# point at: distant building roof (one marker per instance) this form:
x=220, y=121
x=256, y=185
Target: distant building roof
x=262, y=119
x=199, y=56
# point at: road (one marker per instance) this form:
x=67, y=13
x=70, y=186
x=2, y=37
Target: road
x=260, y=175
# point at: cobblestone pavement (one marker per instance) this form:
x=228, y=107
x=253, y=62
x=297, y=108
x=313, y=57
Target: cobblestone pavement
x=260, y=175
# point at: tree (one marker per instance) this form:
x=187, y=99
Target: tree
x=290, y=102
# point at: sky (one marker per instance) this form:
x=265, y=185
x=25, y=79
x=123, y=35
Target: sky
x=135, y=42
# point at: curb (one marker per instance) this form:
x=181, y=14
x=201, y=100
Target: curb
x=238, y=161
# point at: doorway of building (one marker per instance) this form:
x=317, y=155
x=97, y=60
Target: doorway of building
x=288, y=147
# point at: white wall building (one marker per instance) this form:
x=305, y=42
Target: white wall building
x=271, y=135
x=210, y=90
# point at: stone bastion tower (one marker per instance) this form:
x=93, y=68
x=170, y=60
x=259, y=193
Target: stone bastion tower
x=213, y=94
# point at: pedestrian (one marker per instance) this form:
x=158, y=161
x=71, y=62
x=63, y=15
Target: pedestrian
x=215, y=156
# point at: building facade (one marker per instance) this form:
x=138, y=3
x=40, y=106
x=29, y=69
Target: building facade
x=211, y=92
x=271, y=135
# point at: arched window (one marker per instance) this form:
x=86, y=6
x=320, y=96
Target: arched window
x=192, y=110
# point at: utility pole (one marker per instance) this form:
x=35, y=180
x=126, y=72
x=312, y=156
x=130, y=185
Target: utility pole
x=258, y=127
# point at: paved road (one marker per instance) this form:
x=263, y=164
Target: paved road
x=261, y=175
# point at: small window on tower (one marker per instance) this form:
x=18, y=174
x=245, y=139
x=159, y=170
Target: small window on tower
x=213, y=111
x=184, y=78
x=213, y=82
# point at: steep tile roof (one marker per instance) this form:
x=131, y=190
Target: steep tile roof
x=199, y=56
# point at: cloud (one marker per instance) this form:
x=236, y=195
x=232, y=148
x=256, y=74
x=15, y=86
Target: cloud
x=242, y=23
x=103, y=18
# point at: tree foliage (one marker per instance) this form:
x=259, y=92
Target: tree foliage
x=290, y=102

——

DIRECTIONS FOR THIS TASK:
Repeat only the lines running from the line that contains "Target: pedestrian" through the last line above, inclusive.

RESULT OF THIS TASK:
Target: pedestrian
x=215, y=156
# point at: building facade (one marker per instance) this form:
x=138, y=3
x=40, y=106
x=29, y=69
Target: building facade
x=211, y=92
x=271, y=135
# point at: arched window (one marker per instance) this form:
x=86, y=6
x=320, y=96
Target: arched window
x=192, y=110
# point at: utility pole (one marker per instance) this form:
x=35, y=180
x=126, y=72
x=312, y=156
x=130, y=185
Target: utility pole
x=258, y=127
# point at: paved road (one marker per instance) this form:
x=263, y=164
Target: paved road
x=261, y=175
# point at: small window on tower (one marker per instance) this form:
x=18, y=174
x=245, y=139
x=159, y=170
Target: small window on tower
x=213, y=111
x=184, y=78
x=213, y=82
# point at: steep tile roof (one marker per instance) this form:
x=131, y=190
Target: steep tile roof
x=199, y=56
# point at: cloud (one marker per instance) this form:
x=236, y=195
x=232, y=148
x=256, y=74
x=15, y=86
Target: cloud
x=242, y=23
x=103, y=18
# point at: tree foliage (one marker per instance) this form:
x=259, y=92
Target: tree foliage
x=290, y=102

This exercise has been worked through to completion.